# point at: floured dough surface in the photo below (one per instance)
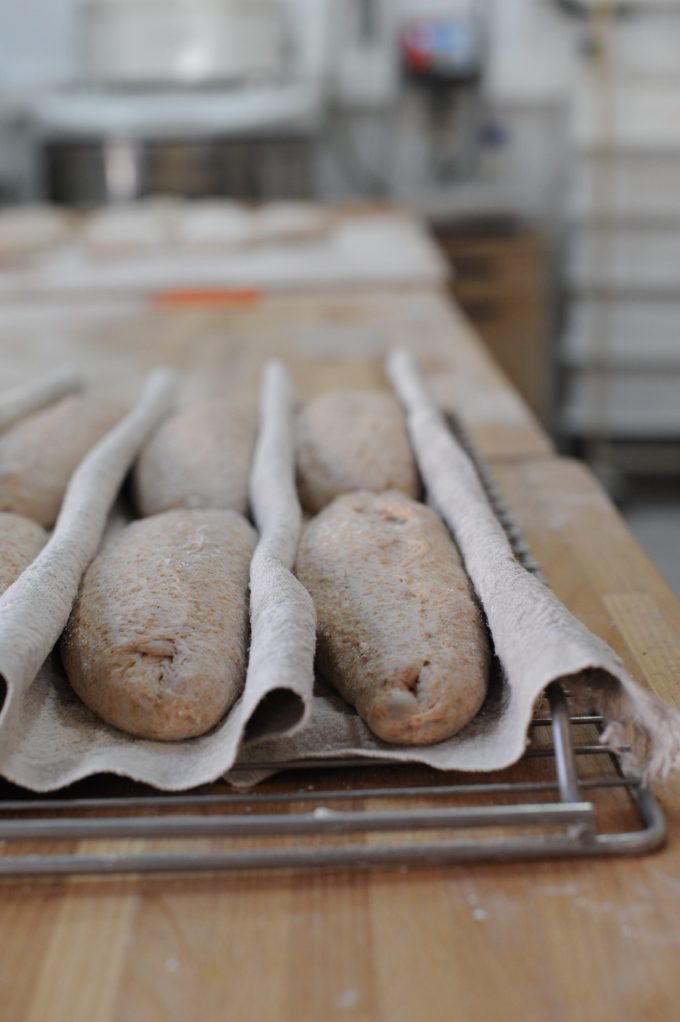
(20, 542)
(399, 631)
(353, 439)
(39, 454)
(27, 230)
(156, 641)
(199, 458)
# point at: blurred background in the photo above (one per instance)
(539, 140)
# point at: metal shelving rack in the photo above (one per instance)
(568, 797)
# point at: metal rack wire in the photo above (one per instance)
(568, 797)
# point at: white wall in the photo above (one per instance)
(37, 41)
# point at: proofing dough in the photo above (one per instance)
(398, 629)
(155, 644)
(353, 439)
(199, 458)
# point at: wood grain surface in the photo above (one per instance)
(327, 340)
(570, 941)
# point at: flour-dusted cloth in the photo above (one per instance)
(32, 397)
(536, 639)
(48, 738)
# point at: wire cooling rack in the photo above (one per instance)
(569, 796)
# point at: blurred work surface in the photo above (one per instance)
(335, 335)
(165, 244)
(501, 279)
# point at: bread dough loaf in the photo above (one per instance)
(39, 454)
(353, 439)
(399, 631)
(156, 640)
(20, 542)
(199, 458)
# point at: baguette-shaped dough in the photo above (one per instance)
(199, 458)
(156, 640)
(39, 454)
(399, 631)
(353, 439)
(20, 542)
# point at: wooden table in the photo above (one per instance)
(328, 338)
(573, 940)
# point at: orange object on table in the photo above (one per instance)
(212, 296)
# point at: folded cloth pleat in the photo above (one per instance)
(25, 400)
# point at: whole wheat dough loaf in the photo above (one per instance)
(399, 632)
(199, 458)
(39, 454)
(156, 640)
(349, 440)
(20, 542)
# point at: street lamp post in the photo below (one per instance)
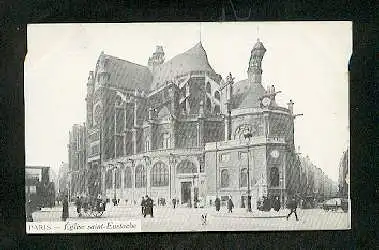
(248, 137)
(172, 161)
(131, 161)
(147, 162)
(113, 168)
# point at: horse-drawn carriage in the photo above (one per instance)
(92, 206)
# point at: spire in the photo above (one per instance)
(200, 34)
(255, 64)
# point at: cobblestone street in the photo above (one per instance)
(186, 219)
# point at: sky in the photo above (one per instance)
(307, 61)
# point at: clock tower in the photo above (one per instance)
(254, 71)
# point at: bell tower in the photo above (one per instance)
(156, 59)
(254, 71)
(89, 98)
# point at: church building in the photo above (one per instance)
(177, 129)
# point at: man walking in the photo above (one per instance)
(217, 204)
(143, 205)
(230, 205)
(29, 216)
(65, 208)
(78, 205)
(293, 206)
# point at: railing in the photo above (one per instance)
(242, 142)
(158, 153)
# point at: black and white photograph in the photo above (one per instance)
(182, 127)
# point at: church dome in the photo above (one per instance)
(247, 95)
(194, 59)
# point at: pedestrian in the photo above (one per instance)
(65, 213)
(78, 205)
(143, 205)
(148, 207)
(293, 206)
(29, 216)
(277, 204)
(230, 205)
(174, 202)
(217, 204)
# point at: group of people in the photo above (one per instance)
(230, 204)
(147, 205)
(275, 204)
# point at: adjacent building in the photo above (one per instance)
(343, 178)
(63, 180)
(177, 129)
(77, 160)
(38, 186)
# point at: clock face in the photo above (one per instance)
(275, 153)
(97, 114)
(266, 101)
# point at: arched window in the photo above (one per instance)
(128, 178)
(147, 145)
(186, 167)
(108, 179)
(217, 109)
(208, 104)
(217, 95)
(159, 175)
(208, 88)
(140, 177)
(224, 178)
(118, 178)
(274, 177)
(165, 141)
(243, 178)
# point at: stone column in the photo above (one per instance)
(192, 193)
(113, 188)
(133, 183)
(173, 133)
(134, 135)
(148, 184)
(103, 186)
(122, 194)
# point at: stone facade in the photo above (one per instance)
(77, 160)
(176, 129)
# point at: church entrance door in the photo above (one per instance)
(185, 190)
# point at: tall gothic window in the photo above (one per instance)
(186, 167)
(208, 104)
(159, 175)
(224, 178)
(108, 179)
(140, 177)
(217, 95)
(208, 88)
(274, 177)
(128, 178)
(147, 145)
(243, 178)
(217, 109)
(118, 178)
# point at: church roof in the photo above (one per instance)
(125, 74)
(246, 95)
(194, 59)
(259, 45)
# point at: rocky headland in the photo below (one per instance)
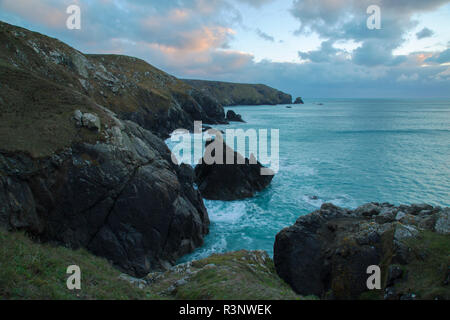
(85, 174)
(226, 181)
(327, 252)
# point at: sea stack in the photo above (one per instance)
(227, 182)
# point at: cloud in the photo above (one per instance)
(192, 38)
(256, 3)
(264, 36)
(347, 20)
(440, 57)
(424, 33)
(326, 53)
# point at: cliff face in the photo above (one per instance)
(74, 170)
(128, 86)
(232, 94)
(327, 253)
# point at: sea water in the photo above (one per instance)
(347, 152)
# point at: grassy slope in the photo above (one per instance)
(30, 270)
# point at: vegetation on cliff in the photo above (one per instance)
(30, 270)
(232, 94)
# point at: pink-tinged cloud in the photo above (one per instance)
(50, 15)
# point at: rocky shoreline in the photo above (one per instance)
(85, 167)
(327, 252)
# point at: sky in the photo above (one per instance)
(308, 48)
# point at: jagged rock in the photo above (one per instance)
(299, 100)
(91, 121)
(234, 94)
(123, 199)
(443, 222)
(403, 232)
(327, 252)
(232, 116)
(227, 182)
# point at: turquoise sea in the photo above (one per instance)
(347, 152)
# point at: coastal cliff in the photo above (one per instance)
(129, 87)
(232, 94)
(76, 171)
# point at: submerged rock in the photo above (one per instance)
(238, 180)
(299, 100)
(327, 252)
(232, 116)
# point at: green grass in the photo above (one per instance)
(239, 275)
(38, 271)
(31, 270)
(426, 274)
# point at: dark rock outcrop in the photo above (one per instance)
(128, 86)
(234, 117)
(226, 182)
(233, 94)
(123, 199)
(327, 252)
(299, 100)
(75, 171)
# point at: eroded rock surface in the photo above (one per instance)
(225, 181)
(327, 252)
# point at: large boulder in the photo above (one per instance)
(327, 253)
(234, 117)
(299, 101)
(229, 181)
(122, 198)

————

# Problem statement
Please render the records above as a Markdown table with the columns "No." and "Entry", giving each line its own numbered row. Skip blank lines and omit the pictures.

# Answer to the exercise
| No. | Entry |
|---|---|
| 1 | # point at: floured dough surface in the photo below (one per instance) |
| 2 | (20, 542) |
| 3 | (399, 631) |
| 4 | (353, 439) |
| 5 | (39, 454) |
| 6 | (27, 230) |
| 7 | (156, 641) |
| 8 | (199, 458) |
| 9 | # point at: blurred background in the photo above (one per instance) |
| 10 | (539, 140) |
| 11 | # point at: metal shelving rack in the photo above (one per instance) |
| 12 | (568, 797) |
| 13 | # point at: metal rack wire in the photo above (one per instance) |
| 14 | (568, 797) |
| 15 | # point at: white wall in the photo above (one per instance) |
| 16 | (37, 41) |
| 17 | # point at: proofing dough in the photo above (one per instance) |
| 18 | (398, 629) |
| 19 | (155, 644) |
| 20 | (353, 439) |
| 21 | (199, 458) |
| 22 | # point at: wood grain surface in the photo above (one per instance) |
| 23 | (327, 340) |
| 24 | (570, 941) |
| 25 | # point at: flour-dusted cloth in the photo above (one per instance) |
| 26 | (32, 397) |
| 27 | (536, 639) |
| 28 | (48, 738) |
| 29 | # point at: wire cooling rack in the photo above (one per instance) |
| 30 | (569, 796) |
| 31 | # point at: blurred work surface in the photo above (one per instance) |
| 32 | (335, 335) |
| 33 | (165, 244) |
| 34 | (501, 279) |
| 35 | # point at: bread dough loaf in the photo above (one per instance) |
| 36 | (39, 454) |
| 37 | (353, 439) |
| 38 | (399, 631) |
| 39 | (156, 640) |
| 40 | (20, 542) |
| 41 | (199, 458) |
| 42 | # point at: baguette-shaped dough in the photo above (one per instance) |
| 43 | (199, 458) |
| 44 | (156, 640) |
| 45 | (39, 454) |
| 46 | (399, 631) |
| 47 | (353, 439) |
| 48 | (20, 542) |
| 49 | # point at: wooden table in the photo above (one per instance) |
| 50 | (328, 338) |
| 51 | (573, 940) |
| 52 | # point at: orange object on table in the photo above (one per instance) |
| 53 | (212, 296) |
| 54 | # point at: folded cloth pleat in the photo above (one per instance) |
| 55 | (25, 400) |
| 56 | # point at: whole wheat dough loaf in the photo above (one per instance) |
| 57 | (399, 632) |
| 58 | (199, 458) |
| 59 | (39, 454) |
| 60 | (156, 640) |
| 61 | (349, 440) |
| 62 | (20, 542) |
| 63 | # point at: street lamp post in the photo below (one per instance) |
| 64 | (248, 137) |
| 65 | (172, 161) |
| 66 | (131, 161) |
| 67 | (147, 162) |
| 68 | (113, 168) |
| 69 | # point at: horse-drawn carriage in the photo above (one per instance) |
| 70 | (92, 206) |
| 71 | # point at: spire in the photo above (one per instance) |
| 72 | (200, 34) |
| 73 | (255, 64) |
| 74 | # point at: cobblestone street in the photo above (one per instance) |
| 75 | (186, 219) |
| 76 | # point at: sky in the photo above (one per instance) |
| 77 | (307, 61) |
| 78 | # point at: clock tower in the photo above (one per instance) |
| 79 | (254, 71) |
| 80 | # point at: bell tower in the photo above (one per instance) |
| 81 | (156, 59) |
| 82 | (254, 71) |
| 83 | (89, 98) |
| 84 | # point at: church building in the photo above (one per instance) |
| 85 | (177, 129) |
| 86 | # point at: man walking in the photo above (one per instance) |
| 87 | (217, 204) |
| 88 | (143, 205) |
| 89 | (230, 205) |
| 90 | (29, 216) |
| 91 | (65, 208) |
| 92 | (78, 205) |
| 93 | (293, 206) |
| 94 | # point at: railing in the photo above (one per instance) |
| 95 | (242, 142) |
| 96 | (158, 153) |
| 97 | # point at: black and white photograph in the photo above (one per instance) |
| 98 | (182, 127) |
| 99 | # point at: church dome in the photo above (one per instance) |
| 100 | (247, 95) |
| 101 | (194, 59) |
| 102 | # point at: pedestrian in the photo above (one per instance) |
| 103 | (65, 213) |
| 104 | (78, 205) |
| 105 | (143, 205) |
| 106 | (148, 207) |
| 107 | (293, 206) |
| 108 | (29, 216) |
| 109 | (277, 204) |
| 110 | (230, 205) |
| 111 | (174, 202) |
| 112 | (217, 204) |
| 113 | # point at: group of people in the photo above (one per instance) |
| 114 | (230, 204) |
| 115 | (147, 205) |
| 116 | (275, 204) |
| 117 | # point at: adjacent building in the photo above (one per instance) |
| 118 | (343, 178) |
| 119 | (63, 180) |
| 120 | (177, 129) |
| 121 | (77, 160) |
| 122 | (38, 186) |
| 123 | # point at: clock face in the photo above (one per instance) |
| 124 | (275, 153) |
| 125 | (97, 114) |
| 126 | (266, 101) |
| 127 | # point at: arched window in the photo above (one per instance) |
| 128 | (128, 178) |
| 129 | (147, 145) |
| 130 | (186, 167) |
| 131 | (108, 179) |
| 132 | (217, 109) |
| 133 | (208, 104) |
| 134 | (217, 95) |
| 135 | (159, 175) |
| 136 | (208, 88) |
| 137 | (140, 177) |
| 138 | (224, 178) |
| 139 | (118, 178) |
| 140 | (274, 177) |
| 141 | (165, 141) |
| 142 | (243, 178) |
| 143 | # point at: stone column in the photo above (one per instance) |
| 144 | (192, 193) |
| 145 | (113, 188) |
| 146 | (133, 183) |
| 147 | (173, 133) |
| 148 | (134, 135) |
| 149 | (148, 184) |
| 150 | (103, 186) |
| 151 | (122, 194) |
| 152 | # point at: stone facade in the photo above (one per instance) |
| 153 | (77, 160) |
| 154 | (176, 129) |
| 155 | # point at: church entrance door in the photo above (one per instance) |
| 156 | (185, 190) |
| 157 | # point at: tall gothic window in the photo above (one per instance) |
| 158 | (186, 167) |
| 159 | (208, 104) |
| 160 | (159, 175) |
| 161 | (224, 178) |
| 162 | (108, 179) |
| 163 | (140, 177) |
| 164 | (217, 95) |
| 165 | (208, 88) |
| 166 | (274, 177) |
| 167 | (128, 178) |
| 168 | (147, 145) |
| 169 | (243, 178) |
| 170 | (217, 109) |
| 171 | (118, 178) |
| 172 | # point at: church roof in the photo above (one per instance) |
| 173 | (125, 74) |
| 174 | (246, 95) |
| 175 | (194, 59) |
| 176 | (259, 45) |
| 177 | # point at: rocky headland in the photo below (one per instance) |
| 178 | (85, 174) |
| 179 | (226, 181) |
| 180 | (327, 252) |
| 181 | # point at: sea stack in the photo above (one per instance) |
| 182 | (227, 182) |
| 183 | # point at: cloud in the photo above (one per instance) |
| 184 | (192, 38) |
| 185 | (256, 3) |
| 186 | (264, 36) |
| 187 | (347, 20) |
| 188 | (440, 57) |
| 189 | (424, 33) |
| 190 | (326, 53) |
| 191 | # point at: cliff face in the photo above (one per instance) |
| 192 | (74, 170) |
| 193 | (128, 86) |
| 194 | (232, 94) |
| 195 | (327, 253) |
| 196 | # point at: sea water in the photo above (one per instance) |
| 197 | (347, 152) |
| 198 | # point at: grassy slope in the photo above (one per instance) |
| 199 | (30, 270) |
| 200 | # point at: vegetation on cliff in the photo above (one per instance) |
| 201 | (30, 270) |
| 202 | (232, 94) |
| 203 | # point at: pink-tinged cloud in the photo above (one per instance) |
| 204 | (50, 15) |
| 205 | # point at: rocky shoreline in the photo above (one per instance) |
| 206 | (85, 167) |
| 207 | (327, 252) |
| 208 | # point at: sky in the photo above (one per instance) |
| 209 | (308, 48) |
| 210 | # point at: jagged rock in the photo above (one per instance) |
| 211 | (299, 100) |
| 212 | (91, 121) |
| 213 | (234, 94) |
| 214 | (123, 199) |
| 215 | (443, 222) |
| 216 | (403, 232) |
| 217 | (327, 252) |
| 218 | (232, 116) |
| 219 | (227, 182) |
| 220 | # point at: turquoise sea in the photo above (one per instance) |
| 221 | (347, 152) |
| 222 | # point at: coastal cliff in the photo above (one per instance) |
| 223 | (129, 87) |
| 224 | (232, 94) |
| 225 | (76, 171) |
| 226 | # point at: submerged rock in the photo above (one per instance) |
| 227 | (238, 180) |
| 228 | (299, 100) |
| 229 | (327, 252) |
| 230 | (232, 116) |
| 231 | # point at: green grass in the photo above (one per instance) |
| 232 | (239, 275) |
| 233 | (38, 271) |
| 234 | (31, 270) |
| 235 | (426, 274) |
| 236 | # point at: dark rock outcrop in the photo above (one per instance) |
| 237 | (128, 86) |
| 238 | (234, 117) |
| 239 | (226, 182) |
| 240 | (233, 94) |
| 241 | (123, 199) |
| 242 | (327, 252) |
| 243 | (299, 100) |
| 244 | (75, 171) |
| 245 | # point at: eroded rock surface in the photo above (one per instance) |
| 246 | (225, 181) |
| 247 | (327, 252) |
| 248 | # point at: large boulder in the photo above (one per instance) |
| 249 | (327, 253) |
| 250 | (234, 117) |
| 251 | (299, 101) |
| 252 | (229, 181) |
| 253 | (122, 198) |